TO DO → Your task is to copy the lines of the data below from the line holding "Query: blue sky" through the line holding "[ ] a keypoint on each instance of the stone rubble", inclusive, exactly and with nothing added.

(Extracted data entries)
[Start of section]

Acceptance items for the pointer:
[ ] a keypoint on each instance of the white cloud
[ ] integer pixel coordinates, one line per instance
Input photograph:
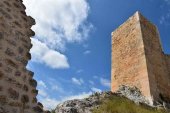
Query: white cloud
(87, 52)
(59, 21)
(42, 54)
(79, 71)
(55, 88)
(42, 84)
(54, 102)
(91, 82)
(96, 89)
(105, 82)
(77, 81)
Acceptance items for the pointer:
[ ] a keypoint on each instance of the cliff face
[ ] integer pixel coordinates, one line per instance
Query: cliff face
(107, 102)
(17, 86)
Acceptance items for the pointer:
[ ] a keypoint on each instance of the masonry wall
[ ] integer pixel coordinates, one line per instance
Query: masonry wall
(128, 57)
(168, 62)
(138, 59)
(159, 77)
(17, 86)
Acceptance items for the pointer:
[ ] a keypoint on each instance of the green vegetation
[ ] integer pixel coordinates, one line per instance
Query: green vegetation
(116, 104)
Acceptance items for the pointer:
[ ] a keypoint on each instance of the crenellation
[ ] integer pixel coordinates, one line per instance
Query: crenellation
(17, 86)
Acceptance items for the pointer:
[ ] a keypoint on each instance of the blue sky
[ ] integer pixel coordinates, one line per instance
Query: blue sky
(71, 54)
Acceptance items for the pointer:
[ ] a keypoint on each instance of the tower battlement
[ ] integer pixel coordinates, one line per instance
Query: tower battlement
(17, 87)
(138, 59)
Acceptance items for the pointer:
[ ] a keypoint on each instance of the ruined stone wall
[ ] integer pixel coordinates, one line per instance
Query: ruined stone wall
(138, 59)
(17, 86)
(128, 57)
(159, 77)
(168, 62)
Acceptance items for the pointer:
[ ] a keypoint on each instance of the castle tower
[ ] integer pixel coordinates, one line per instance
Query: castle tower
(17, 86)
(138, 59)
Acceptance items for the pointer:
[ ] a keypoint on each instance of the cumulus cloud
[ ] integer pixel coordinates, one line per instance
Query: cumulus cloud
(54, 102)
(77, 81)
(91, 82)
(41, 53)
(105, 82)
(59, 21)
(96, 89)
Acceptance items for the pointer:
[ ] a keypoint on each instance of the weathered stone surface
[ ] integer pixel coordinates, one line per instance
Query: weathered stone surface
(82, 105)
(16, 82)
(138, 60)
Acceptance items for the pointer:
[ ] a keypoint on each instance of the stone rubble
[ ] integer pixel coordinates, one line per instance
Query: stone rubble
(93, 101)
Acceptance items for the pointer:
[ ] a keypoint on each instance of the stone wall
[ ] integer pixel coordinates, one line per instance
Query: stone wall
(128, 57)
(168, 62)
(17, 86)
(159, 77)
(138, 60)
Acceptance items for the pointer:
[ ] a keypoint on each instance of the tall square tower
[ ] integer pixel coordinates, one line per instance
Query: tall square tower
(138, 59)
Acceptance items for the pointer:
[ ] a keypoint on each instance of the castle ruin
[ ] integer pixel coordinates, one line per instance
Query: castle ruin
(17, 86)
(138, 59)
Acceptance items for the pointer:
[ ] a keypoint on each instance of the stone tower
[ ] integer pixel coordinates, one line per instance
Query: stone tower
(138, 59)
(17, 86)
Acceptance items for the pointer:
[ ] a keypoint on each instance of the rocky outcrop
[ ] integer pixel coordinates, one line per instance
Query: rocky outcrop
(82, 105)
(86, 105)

[End of section]
[Start of section]

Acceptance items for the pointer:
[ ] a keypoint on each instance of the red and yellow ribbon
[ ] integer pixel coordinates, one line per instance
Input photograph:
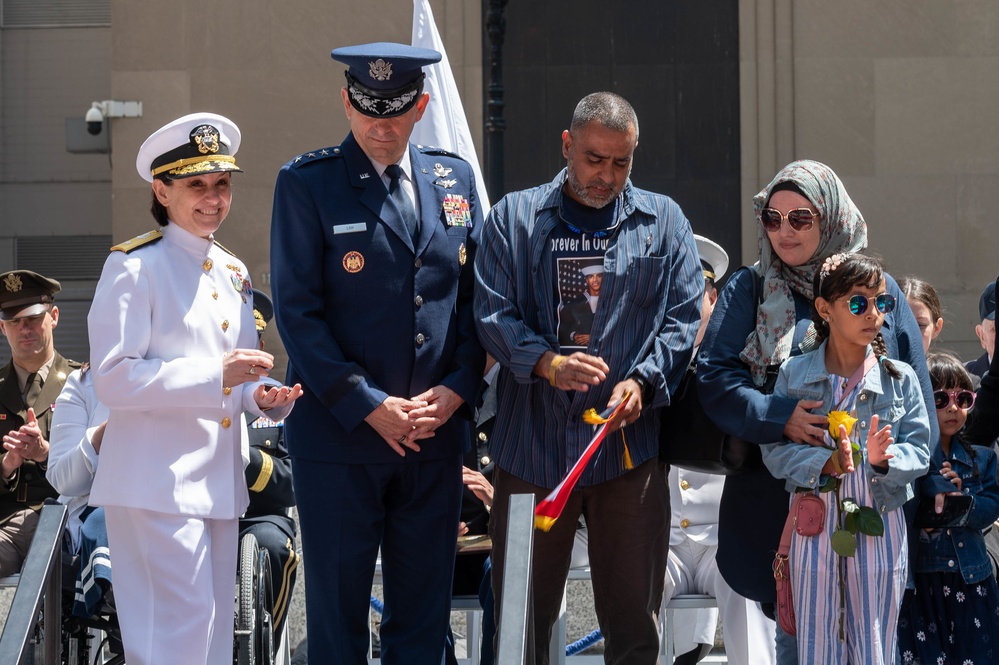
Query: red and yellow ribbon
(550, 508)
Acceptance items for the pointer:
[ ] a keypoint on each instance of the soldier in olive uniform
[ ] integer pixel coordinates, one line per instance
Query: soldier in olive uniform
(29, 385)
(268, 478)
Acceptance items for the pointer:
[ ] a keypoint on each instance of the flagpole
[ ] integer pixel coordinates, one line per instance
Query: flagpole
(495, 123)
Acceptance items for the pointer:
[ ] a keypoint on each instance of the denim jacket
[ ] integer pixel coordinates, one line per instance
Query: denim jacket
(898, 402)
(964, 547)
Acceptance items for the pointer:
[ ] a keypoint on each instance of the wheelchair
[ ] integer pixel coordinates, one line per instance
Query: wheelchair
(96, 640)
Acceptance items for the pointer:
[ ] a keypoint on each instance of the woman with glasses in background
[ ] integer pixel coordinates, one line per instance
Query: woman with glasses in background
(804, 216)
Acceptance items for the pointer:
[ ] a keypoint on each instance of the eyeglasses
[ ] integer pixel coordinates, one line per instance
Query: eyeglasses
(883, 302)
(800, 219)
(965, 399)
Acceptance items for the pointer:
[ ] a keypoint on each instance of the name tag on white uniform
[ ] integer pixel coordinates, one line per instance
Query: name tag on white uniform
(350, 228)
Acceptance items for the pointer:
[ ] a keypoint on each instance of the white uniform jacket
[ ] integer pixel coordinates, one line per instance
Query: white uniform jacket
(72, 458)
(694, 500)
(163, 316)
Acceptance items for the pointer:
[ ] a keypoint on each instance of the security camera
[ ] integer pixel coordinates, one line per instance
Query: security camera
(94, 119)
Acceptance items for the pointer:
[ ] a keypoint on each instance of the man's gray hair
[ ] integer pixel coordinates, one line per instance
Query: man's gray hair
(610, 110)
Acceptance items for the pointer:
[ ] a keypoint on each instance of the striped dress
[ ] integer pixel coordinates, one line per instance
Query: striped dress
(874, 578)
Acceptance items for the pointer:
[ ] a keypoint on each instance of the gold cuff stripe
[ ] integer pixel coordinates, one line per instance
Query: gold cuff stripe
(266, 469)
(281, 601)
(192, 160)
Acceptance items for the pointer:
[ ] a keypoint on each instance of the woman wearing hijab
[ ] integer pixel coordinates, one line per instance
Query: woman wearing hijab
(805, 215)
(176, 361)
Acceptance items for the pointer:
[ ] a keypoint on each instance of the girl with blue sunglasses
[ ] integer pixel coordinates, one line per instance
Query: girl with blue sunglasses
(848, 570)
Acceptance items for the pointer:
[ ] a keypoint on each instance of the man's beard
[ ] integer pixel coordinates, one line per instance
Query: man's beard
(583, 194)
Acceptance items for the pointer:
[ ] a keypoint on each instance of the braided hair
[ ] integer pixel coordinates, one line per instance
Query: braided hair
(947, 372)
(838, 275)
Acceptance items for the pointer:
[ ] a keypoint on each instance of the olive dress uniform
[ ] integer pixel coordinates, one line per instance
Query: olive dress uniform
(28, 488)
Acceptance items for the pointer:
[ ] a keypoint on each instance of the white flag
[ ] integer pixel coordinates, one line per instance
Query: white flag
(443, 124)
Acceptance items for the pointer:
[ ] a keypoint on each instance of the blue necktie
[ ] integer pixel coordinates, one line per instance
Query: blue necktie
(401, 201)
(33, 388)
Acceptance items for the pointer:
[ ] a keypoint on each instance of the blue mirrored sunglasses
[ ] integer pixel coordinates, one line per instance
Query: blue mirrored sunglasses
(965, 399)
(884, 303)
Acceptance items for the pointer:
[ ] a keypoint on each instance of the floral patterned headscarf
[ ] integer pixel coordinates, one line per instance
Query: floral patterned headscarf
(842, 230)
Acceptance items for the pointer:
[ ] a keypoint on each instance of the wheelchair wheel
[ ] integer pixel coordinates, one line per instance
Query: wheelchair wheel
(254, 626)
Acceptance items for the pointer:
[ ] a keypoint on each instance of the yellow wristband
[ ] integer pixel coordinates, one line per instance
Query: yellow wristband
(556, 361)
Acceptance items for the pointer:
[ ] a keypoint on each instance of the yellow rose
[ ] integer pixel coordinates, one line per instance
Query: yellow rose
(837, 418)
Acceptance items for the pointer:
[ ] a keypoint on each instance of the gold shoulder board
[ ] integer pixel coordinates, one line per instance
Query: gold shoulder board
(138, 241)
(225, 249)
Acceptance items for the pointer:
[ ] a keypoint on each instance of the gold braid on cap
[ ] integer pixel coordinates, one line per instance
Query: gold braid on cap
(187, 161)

[End of section]
[Start of section]

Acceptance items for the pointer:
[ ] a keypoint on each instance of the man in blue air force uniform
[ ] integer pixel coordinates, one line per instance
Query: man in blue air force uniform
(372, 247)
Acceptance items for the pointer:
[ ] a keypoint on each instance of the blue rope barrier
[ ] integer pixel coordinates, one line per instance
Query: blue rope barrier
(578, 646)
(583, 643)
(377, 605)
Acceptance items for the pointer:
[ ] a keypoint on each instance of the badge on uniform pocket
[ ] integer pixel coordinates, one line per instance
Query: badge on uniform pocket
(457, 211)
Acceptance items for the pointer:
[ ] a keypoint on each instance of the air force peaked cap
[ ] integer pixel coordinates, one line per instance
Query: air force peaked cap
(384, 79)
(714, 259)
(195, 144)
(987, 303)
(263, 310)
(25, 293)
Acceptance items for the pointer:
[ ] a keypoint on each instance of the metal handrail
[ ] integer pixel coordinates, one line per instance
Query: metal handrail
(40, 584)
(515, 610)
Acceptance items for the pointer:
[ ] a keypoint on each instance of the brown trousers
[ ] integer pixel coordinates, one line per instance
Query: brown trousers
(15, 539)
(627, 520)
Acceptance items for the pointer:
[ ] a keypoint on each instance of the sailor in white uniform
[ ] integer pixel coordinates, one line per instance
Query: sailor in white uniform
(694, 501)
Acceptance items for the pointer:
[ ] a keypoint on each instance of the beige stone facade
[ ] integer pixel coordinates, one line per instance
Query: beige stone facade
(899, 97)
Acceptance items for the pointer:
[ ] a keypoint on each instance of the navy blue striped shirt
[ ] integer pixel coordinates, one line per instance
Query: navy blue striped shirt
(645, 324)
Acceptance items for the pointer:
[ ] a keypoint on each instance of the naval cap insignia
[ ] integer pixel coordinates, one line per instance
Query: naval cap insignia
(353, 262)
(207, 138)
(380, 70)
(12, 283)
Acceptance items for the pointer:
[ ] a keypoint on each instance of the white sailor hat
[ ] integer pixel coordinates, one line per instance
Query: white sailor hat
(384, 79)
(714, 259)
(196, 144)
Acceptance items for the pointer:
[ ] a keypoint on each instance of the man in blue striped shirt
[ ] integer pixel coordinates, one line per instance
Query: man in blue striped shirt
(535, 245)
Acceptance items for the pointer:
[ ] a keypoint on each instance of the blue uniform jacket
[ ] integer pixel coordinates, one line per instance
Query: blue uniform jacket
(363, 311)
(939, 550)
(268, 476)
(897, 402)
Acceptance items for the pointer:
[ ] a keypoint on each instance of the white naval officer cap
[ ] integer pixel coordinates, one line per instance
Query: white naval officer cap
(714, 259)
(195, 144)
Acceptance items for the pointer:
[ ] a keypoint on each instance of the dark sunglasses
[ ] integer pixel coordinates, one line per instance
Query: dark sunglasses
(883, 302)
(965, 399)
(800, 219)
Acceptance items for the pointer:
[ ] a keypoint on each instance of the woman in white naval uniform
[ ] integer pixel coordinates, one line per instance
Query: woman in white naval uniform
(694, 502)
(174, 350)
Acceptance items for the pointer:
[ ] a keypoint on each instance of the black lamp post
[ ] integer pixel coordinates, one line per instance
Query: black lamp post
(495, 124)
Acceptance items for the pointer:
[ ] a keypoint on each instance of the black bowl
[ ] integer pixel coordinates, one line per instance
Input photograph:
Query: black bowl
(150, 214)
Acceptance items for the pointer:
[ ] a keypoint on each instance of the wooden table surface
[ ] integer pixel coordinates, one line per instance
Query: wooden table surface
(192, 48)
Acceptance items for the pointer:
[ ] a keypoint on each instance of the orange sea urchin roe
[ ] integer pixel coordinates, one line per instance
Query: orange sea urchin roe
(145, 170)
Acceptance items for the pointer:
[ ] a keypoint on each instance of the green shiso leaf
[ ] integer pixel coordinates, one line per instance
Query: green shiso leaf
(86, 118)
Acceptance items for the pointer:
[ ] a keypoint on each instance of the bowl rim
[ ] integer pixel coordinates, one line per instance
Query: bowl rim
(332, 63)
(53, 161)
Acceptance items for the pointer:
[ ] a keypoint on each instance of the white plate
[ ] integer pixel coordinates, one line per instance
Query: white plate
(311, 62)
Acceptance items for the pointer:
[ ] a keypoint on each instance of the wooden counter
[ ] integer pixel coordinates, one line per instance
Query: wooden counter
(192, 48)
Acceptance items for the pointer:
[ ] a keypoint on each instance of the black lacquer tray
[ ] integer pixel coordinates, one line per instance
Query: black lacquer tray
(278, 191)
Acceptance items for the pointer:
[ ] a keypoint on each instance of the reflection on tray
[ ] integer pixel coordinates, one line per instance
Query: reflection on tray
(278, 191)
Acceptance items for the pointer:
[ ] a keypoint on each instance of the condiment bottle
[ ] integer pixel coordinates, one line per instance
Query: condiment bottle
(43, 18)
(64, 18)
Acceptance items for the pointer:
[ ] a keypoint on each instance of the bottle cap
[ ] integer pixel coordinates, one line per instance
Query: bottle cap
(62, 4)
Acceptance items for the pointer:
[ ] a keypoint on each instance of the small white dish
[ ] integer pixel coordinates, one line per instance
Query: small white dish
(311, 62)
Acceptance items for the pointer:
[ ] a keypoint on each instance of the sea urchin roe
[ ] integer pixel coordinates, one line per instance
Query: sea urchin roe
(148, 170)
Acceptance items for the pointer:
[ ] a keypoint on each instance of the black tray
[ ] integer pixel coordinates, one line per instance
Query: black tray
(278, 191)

[End of section]

SOLUTION TO THE EXERCISE →
Query: blue sky
(71, 54)
Acceptance items for the pointer:
[ ] a keypoint on each instance of the tower battlement
[ ] integer pixel coordinates, one line per instance
Query: tower battlement
(17, 87)
(138, 59)
Acceptance items for the pointer:
[ ] a keypoint on each instance of the ruined stone wall
[ ] integer pixel coordinates, one line per instance
Query: ruined stone wall
(138, 59)
(17, 86)
(128, 57)
(159, 77)
(168, 62)
Acceptance items for the pointer:
[ ] a keypoint on each instance of the castle tower
[ ] integer pixel coordinates, one line per instance
Query: castle tower
(17, 86)
(138, 59)
Acceptance items for the pointer:
[ ] a keypoint on each instance of the cumulus cloud
[ ] integer pixel coordinates, one line per instance
Query: cumulus cloud
(54, 102)
(77, 81)
(91, 82)
(41, 53)
(105, 82)
(59, 21)
(96, 89)
Acceptance items for the pointer:
[ ] a keypoint on each instance of the weathered stone surface
[ ] integer pixel coordinates, one line per instance
Query: weathered stone surface
(82, 105)
(16, 82)
(138, 60)
Acceptance items for the pointer:
[ ] a keypoint on each instance of the stone rubble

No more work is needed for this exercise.